### Extract to read
-- Begin --

# Weber vs. Brinkman



## cleglue

I have a Brinkman smoker that I converted to gas a few years ago.  I haven't really used it much.  I'm wanted to go back to charcoal so I've been looking at purchasing a Smokey Mountain Cooker Smoker.  I have only seen the Weber smoker online.  The Weber looks like it is made much better than the Brinkman.  Any thoughts?

Thanks.


----------



## Captain Morgan

Yes, the Weber bullet is far superior.  Hard to find in stores, but Amazon
has free shipping.


----------



## Guest

WEBER

'Nuf said!


----------



## Bruce B

DITTO


----------



## Greg Rempe

Copy on the ditto...really there is no comparison! How many brinkmans' do you see at comps?  You do, however, see a lot of teams using the WSM     :!:


----------



## Bill The Grill Guy

Weber


----------



## Finney

cleglue said:
			
		

> I have a Brinkman smoker that I converted to gas a few years ago.  I haven't really used it much.  I'm wanted to go back to charcoal so I've been looking at purchasing a Smokey Mountain Cooker Smoker.  I have only seen the Weber smoker online.  The Weber looks like it is made much better than the Brinkman.  Any thoughts?

-- End --

### Dataset
-- Begin --

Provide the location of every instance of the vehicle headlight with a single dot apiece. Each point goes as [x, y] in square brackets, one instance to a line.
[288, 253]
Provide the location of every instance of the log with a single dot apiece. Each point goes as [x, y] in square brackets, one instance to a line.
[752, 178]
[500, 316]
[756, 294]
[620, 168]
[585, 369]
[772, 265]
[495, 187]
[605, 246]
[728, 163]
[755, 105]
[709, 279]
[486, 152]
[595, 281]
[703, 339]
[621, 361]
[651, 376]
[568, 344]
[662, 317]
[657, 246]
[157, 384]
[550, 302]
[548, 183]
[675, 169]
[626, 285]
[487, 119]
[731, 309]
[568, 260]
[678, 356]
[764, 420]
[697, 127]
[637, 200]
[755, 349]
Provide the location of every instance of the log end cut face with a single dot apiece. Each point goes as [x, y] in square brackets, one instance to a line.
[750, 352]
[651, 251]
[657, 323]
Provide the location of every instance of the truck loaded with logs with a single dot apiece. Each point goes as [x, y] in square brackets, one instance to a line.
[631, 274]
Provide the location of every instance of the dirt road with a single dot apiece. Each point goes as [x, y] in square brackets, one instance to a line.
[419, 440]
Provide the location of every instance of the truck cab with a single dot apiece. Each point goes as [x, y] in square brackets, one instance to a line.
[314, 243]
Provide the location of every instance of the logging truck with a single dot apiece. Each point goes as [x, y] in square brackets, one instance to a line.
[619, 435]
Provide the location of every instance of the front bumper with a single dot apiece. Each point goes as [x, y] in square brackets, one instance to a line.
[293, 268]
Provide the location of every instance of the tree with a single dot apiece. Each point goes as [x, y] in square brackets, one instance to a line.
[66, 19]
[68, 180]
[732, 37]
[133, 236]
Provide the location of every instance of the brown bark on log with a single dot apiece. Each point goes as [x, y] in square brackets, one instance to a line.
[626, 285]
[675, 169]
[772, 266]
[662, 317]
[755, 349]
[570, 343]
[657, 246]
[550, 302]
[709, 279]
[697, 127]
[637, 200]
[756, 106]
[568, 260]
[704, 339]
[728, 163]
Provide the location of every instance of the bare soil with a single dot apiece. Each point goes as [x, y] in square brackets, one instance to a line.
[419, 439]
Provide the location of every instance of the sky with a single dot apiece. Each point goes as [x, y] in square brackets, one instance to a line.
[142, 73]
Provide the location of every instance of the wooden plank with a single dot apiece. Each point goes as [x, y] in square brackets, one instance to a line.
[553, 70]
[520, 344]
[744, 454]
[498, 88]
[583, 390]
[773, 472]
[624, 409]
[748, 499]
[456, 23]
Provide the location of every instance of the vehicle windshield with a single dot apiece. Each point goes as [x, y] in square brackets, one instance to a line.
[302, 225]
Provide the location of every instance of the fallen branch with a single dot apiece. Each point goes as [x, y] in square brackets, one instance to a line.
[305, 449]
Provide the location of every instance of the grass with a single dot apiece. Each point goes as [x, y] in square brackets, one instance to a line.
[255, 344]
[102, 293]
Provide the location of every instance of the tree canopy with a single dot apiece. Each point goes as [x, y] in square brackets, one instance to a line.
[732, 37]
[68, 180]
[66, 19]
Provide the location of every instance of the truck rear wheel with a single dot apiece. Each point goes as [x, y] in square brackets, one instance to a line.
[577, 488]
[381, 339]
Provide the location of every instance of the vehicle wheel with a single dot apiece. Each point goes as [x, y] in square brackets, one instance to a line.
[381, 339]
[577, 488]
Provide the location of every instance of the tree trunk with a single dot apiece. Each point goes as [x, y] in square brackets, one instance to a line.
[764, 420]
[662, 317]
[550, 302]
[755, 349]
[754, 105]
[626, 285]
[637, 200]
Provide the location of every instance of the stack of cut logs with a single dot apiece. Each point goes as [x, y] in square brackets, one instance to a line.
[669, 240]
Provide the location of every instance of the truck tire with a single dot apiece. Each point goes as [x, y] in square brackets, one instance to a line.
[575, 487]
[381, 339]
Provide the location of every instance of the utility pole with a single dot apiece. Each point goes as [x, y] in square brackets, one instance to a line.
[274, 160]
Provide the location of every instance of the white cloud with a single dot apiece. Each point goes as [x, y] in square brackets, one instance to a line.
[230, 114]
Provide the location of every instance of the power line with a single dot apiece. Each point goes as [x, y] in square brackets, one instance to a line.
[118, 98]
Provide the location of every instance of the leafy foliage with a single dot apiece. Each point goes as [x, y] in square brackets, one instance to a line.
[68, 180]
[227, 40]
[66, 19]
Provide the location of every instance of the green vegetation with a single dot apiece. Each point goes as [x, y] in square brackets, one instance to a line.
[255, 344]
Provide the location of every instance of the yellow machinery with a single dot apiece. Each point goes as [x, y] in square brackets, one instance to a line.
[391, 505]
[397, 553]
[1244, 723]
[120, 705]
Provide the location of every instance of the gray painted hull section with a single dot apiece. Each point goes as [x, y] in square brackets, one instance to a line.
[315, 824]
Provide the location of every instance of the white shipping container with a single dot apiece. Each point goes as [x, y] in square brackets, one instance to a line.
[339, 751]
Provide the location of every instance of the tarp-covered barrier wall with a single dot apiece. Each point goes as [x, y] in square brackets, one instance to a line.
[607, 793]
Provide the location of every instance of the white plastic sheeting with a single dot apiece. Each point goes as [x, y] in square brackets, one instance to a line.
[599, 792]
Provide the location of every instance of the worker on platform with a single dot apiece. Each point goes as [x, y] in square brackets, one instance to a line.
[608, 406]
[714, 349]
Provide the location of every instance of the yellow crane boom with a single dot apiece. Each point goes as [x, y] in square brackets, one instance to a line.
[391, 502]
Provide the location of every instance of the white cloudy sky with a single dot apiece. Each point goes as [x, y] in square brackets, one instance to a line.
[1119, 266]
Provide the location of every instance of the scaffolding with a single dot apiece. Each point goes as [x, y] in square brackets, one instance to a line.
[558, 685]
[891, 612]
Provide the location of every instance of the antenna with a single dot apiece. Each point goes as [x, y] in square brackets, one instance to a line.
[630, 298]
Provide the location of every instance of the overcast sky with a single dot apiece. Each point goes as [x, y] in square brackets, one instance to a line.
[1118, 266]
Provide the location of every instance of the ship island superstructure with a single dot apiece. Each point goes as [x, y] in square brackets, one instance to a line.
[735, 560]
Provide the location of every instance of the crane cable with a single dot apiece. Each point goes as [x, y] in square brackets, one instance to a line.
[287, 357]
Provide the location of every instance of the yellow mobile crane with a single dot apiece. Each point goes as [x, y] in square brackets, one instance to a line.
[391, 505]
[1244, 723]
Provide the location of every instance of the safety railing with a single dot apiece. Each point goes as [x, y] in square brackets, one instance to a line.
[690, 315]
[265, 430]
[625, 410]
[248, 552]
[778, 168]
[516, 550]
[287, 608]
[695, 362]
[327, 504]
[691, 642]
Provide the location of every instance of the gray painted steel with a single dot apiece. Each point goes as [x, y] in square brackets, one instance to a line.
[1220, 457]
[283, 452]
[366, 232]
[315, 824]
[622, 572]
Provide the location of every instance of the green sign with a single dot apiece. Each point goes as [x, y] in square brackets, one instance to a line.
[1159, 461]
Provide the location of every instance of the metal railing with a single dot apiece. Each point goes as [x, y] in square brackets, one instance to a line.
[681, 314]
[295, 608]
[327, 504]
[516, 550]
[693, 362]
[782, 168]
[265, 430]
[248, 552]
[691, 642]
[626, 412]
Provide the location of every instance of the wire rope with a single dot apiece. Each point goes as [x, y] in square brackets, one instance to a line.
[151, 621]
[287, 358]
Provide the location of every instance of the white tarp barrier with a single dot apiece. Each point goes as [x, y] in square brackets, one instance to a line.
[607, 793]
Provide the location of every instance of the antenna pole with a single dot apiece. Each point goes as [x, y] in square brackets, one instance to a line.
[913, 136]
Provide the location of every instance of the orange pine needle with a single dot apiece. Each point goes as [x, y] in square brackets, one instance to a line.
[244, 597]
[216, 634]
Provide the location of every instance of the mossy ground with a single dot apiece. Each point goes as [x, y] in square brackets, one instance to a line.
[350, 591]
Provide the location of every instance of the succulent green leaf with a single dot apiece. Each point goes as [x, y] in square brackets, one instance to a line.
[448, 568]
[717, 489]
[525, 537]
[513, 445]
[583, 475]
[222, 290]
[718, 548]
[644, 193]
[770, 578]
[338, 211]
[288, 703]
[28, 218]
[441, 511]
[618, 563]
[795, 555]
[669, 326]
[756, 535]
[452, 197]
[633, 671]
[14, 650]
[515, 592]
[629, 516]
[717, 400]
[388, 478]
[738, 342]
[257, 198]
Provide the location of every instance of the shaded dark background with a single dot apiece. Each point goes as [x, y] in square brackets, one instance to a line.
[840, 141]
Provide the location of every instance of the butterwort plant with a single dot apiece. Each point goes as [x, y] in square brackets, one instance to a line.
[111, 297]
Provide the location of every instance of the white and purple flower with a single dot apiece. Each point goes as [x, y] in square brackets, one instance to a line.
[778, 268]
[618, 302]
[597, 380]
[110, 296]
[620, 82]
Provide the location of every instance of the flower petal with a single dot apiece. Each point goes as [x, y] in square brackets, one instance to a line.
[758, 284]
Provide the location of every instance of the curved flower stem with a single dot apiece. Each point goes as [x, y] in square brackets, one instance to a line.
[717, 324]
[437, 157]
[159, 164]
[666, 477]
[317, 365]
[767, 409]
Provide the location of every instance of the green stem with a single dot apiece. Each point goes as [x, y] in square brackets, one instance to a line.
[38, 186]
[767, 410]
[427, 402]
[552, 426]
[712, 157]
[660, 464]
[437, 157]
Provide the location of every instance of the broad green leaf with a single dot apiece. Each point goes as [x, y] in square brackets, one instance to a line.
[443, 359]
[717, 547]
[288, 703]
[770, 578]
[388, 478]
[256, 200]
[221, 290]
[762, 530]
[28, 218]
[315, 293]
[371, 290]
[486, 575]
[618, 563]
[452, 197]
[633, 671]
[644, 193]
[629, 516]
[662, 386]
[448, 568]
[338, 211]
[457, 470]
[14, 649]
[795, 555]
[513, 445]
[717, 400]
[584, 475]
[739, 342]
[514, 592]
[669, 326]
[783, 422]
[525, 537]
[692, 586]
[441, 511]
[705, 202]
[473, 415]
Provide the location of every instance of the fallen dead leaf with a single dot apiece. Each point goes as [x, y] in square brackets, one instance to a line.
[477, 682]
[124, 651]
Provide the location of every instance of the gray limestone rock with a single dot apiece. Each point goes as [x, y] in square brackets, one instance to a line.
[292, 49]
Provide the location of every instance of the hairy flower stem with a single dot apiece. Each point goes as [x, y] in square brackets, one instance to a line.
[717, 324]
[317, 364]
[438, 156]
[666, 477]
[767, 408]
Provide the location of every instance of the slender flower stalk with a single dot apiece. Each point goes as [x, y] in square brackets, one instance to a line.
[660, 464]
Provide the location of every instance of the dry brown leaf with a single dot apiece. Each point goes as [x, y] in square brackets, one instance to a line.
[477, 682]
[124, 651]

-- End --

### Complete the following
**1)** How many lines in the listing contain the string "flower"? Case counts, so match it exactly. Reply with the number only.
**2)** Pick up the forum thread comparing Weber and Brinkman smokers from where it stops, and write what comes next.

### Expected answers
**1)** 5

**2)**
> 
> Thanks.


Not to sound like a BBQ snob or anything... but there is no comparison between the two.  Buy the Weber. :!:


----------



## Guest

Burnt Food Dude said:
			
		

> ... Set your Guru, fill the water pan, ...



NO.. NO.. NOOOO!!! *Get it right!* You put *FOIL* in the pan!     

 :!: :!:  :!:


----------



## Nick Prochilo

Well I don't know about you guys, but I'd get the Weber!


----------



## Finney

Nick Prochilo said:
			
		

> Well I don't know about you guys, but I'd get the Weber!


I think you're on to something there Nick. :!:


----------



## cleglue

*Thanks*

Thanks for all the input.  It looked like the Weber was built much better.  I have 2 weber grills but no Weber smoker.  Thanks again.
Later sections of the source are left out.